Starting next October, the water coming to Malibu taps from the Metropolitan Water District via the West Basin Municipal Water District will be fluoridated. This is in compliance with a state regulation passed in 1995 that mandates fluoridation of large public water systems if funding sources outside of cities can be found.
And there are some who are not happy about it.
Fluoride is a naturally occurring mineral found in water and, in minimal concentrations, has shown overwhelming evidence of preventing tooth decay. More than 66 percent of the country’s municipal districts add fluoride to local water sources to up the concentration, and have seen the rates of cavities in children in those cities decline.
But opponents of the plan cite a multitude of grievances, from studies claiming fluoride is a toxin that can cause liver and brain damage, osteoporosis and thyroid disorders, to cries of government fluoridation conspiracies benefiting corporate interests, to libertarian declarations that civil rights are being trampled.
Cynthia Emminger is one local concerned citizen who wants to throw a spotlight on what she feels is a “very controversial” practice-cities’ fluoridation of water supplies on a population that has no alternative water source. “No one should be forced to drink or bathe in additives that you have the right to avoid,” she said.
Emminger, a former emergency medical technician, cited several sources for her fluoride alarm.
“Some people are allergic to fluoride and their kidneys don’t process it well,” she said. “Studies have linked fluoride to attention deficit hyperactivity disorder in children and dental fluorosis (a condition where tooth enamel fails to crystallize to permanent teeth). People don’t know what they are putting in their bodies when they drink a glass of water.”
So why, in the face of such evident detrimental effect on public health, is the DWP adding fluoride to our water?
Because, the Center for Disease Control, states, “Water fluoridation is one of the top 10 public health achievements of the 20th century.”

DATA EXCERPTS:
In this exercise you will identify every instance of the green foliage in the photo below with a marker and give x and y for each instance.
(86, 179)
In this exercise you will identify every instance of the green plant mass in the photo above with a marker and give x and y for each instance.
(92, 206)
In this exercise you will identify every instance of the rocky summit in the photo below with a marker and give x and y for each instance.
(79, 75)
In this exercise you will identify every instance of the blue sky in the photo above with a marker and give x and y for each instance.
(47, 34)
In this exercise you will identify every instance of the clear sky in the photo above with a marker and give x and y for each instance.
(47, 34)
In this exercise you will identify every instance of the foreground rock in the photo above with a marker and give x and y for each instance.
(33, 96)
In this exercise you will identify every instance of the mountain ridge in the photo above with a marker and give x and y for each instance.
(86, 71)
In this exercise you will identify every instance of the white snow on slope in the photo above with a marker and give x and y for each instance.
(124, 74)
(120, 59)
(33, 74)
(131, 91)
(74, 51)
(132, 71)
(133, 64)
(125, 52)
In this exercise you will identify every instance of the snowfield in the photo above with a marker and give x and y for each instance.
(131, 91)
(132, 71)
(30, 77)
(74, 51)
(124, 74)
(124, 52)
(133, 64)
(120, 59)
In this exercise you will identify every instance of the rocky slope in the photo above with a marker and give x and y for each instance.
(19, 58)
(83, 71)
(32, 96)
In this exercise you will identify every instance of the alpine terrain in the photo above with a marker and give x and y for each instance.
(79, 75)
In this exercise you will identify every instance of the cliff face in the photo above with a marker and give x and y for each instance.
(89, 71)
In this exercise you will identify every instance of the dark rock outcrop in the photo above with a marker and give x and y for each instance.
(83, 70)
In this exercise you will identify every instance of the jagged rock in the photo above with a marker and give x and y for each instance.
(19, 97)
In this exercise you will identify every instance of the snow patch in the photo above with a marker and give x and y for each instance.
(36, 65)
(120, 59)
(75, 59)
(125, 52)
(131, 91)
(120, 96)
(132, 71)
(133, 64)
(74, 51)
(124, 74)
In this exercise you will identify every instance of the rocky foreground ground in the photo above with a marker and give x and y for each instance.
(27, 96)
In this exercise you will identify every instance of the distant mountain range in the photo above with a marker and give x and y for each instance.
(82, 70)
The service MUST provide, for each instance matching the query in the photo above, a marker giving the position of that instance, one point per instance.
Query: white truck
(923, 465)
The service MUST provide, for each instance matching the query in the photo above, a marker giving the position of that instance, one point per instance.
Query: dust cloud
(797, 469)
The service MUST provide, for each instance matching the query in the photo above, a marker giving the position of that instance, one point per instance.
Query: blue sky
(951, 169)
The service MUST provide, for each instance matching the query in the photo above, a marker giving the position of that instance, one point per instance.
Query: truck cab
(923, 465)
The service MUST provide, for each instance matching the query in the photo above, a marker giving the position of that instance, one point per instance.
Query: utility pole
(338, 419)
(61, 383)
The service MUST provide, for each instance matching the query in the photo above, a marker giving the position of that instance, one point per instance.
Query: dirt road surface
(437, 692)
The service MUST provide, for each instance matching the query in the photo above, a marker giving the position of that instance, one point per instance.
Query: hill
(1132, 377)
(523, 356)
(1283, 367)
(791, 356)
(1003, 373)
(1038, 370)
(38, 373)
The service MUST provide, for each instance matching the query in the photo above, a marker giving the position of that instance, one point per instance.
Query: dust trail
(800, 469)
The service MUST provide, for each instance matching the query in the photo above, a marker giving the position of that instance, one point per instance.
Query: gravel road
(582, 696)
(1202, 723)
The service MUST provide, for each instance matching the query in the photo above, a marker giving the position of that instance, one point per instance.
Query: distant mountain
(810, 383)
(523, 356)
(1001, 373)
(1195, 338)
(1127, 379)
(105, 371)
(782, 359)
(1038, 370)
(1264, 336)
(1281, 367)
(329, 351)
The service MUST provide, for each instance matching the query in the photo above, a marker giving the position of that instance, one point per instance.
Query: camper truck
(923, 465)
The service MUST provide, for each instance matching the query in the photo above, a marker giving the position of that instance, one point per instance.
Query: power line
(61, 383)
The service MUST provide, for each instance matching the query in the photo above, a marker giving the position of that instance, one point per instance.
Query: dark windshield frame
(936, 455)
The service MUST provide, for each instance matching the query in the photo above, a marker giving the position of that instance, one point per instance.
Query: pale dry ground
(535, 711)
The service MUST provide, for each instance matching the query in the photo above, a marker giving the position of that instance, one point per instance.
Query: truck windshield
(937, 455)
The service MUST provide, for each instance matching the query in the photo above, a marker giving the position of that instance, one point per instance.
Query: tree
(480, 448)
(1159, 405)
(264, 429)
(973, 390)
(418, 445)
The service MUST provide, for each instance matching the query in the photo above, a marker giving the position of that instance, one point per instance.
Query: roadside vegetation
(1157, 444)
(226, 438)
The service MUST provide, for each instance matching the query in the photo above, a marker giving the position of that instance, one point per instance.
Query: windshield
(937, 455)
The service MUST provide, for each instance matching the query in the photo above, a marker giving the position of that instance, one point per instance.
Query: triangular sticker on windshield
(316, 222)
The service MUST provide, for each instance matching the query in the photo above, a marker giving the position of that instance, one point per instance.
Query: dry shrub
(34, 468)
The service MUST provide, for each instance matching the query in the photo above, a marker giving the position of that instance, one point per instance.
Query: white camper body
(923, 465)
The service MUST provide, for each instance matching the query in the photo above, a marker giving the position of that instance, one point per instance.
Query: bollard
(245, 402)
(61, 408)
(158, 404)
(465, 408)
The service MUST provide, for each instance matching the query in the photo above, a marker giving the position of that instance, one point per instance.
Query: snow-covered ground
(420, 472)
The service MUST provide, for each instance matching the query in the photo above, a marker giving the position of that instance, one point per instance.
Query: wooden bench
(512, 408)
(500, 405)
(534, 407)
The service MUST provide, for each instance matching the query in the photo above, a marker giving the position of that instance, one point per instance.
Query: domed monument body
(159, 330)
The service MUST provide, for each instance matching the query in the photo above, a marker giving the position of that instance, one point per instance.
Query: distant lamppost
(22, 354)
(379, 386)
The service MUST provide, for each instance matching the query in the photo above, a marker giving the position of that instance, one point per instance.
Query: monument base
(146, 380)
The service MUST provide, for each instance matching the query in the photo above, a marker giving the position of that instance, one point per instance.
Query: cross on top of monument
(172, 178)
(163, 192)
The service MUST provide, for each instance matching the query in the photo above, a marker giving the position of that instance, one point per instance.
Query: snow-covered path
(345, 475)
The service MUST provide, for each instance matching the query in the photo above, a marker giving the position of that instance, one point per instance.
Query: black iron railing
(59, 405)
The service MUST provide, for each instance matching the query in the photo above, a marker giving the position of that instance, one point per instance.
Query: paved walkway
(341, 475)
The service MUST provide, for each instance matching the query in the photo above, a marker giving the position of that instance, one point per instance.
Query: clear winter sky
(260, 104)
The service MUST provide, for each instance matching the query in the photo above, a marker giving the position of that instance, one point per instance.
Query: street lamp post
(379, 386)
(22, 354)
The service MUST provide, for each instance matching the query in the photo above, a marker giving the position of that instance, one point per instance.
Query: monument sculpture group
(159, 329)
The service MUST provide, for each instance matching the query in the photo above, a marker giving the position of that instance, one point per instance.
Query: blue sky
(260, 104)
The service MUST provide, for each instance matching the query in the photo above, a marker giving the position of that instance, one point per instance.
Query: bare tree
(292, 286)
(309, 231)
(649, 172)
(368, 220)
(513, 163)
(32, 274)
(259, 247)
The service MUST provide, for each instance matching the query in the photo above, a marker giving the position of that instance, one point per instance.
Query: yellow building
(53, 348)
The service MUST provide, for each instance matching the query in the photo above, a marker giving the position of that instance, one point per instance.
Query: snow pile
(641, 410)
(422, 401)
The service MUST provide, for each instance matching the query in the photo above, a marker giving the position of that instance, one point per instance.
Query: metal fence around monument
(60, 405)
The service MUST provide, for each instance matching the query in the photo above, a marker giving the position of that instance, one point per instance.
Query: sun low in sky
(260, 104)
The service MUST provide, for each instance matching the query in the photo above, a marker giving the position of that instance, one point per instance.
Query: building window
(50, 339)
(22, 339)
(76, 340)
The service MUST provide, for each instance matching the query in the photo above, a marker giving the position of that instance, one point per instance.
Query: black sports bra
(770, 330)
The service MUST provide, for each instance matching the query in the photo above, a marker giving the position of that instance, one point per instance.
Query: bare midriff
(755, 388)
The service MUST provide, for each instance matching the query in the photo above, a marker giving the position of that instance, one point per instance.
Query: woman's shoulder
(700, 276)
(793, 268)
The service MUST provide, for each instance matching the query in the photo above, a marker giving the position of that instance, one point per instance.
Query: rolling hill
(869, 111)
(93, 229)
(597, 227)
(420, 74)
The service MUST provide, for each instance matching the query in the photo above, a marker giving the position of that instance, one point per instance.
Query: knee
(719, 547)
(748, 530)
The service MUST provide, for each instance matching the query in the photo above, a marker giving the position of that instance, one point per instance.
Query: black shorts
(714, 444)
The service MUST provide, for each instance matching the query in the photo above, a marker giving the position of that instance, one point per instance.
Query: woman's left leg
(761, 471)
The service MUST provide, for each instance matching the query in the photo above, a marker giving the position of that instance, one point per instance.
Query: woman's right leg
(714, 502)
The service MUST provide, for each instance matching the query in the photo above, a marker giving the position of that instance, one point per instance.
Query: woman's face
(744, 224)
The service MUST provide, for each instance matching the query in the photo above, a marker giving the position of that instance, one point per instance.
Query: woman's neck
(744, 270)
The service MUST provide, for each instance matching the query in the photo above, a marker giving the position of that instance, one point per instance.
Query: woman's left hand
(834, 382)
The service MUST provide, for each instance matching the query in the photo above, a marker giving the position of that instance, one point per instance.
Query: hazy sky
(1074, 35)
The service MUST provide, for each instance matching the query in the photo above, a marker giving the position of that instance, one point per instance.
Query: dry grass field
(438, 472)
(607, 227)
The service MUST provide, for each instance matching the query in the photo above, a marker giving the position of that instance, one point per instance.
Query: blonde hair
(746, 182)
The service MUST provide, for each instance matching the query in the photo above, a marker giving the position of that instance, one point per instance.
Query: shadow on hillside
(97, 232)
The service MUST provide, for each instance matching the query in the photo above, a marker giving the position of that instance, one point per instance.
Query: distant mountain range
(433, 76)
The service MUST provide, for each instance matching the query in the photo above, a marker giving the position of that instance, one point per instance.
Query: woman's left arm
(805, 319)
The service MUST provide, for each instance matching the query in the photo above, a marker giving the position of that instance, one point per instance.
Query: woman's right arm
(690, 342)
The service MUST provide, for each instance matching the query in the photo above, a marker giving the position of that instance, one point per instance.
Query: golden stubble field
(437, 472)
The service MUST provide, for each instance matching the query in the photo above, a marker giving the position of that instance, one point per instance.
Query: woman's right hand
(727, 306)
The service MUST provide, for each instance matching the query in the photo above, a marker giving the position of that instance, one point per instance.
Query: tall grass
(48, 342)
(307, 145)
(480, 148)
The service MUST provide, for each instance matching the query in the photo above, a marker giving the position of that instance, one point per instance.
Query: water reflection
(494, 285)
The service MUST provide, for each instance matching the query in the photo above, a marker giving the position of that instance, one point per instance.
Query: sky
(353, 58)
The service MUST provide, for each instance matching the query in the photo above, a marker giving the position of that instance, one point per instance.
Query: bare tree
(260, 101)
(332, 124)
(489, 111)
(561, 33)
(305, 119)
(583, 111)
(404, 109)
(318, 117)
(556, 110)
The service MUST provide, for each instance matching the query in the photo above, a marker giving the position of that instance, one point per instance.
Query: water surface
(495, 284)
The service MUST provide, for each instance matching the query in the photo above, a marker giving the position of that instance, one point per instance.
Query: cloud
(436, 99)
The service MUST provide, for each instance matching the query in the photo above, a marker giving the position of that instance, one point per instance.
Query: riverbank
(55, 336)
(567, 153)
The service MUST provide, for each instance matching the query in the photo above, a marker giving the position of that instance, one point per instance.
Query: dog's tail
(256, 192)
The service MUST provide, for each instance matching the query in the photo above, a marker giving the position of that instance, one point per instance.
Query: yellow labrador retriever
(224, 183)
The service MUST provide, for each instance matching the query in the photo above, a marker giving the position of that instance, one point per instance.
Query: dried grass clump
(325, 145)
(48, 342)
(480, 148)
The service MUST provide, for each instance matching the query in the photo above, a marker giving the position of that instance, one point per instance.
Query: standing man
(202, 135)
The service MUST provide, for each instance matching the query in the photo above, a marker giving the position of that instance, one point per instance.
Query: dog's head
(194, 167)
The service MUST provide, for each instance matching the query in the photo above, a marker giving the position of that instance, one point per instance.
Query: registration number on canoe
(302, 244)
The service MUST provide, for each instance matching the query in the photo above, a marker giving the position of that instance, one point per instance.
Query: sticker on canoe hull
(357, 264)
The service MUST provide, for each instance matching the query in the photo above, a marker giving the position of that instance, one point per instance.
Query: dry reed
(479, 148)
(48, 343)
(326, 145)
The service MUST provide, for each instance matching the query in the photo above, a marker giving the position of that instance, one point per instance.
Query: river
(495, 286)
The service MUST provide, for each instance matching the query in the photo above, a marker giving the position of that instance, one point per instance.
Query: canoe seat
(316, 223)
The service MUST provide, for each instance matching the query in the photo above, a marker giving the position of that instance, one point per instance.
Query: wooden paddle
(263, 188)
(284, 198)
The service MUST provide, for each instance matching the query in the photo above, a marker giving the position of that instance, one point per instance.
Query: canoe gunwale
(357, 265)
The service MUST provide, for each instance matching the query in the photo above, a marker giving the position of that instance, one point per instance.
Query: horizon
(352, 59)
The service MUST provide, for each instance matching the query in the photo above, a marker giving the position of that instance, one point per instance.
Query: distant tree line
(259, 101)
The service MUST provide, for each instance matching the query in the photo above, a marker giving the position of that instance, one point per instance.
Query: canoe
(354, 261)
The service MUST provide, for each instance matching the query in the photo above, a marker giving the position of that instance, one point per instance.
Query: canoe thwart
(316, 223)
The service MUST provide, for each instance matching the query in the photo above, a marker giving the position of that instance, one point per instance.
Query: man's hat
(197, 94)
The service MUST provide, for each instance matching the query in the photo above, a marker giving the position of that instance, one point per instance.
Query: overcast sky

EXERCISES TO COMPLETE:
1. Reproduce the Malibu fluoridation article from "Starting next October, the" to "those cities decline.".
2. In the Malibu fluoridation article, what share of the country's municipal districts add fluoride to local water sources?
The records are from a separate source unrelated to the fluoridation article.

TASK-BY-TASK OUTPUTS:
1.
Starting next October, the water coming to Malibu taps from the Metropolitan Water District via the West Basin Municipal Water District will be fluoridated. This is in compliance with a state regulation passed in 1995 that mandates fluoridation of large public water systems if funding sources outside of cities can be found.
And there are some who are not happy about it.
Fluoride is a naturally occurring mineral found in water and, in minimal concentrations, has shown overwhelming evidence of preventing tooth decay. More than 66 percent of the country’s municipal districts add fluoride to local water sources to up the concentration, and have seen the rates of cavities in children in those cities decline.

2. More than 66 percent.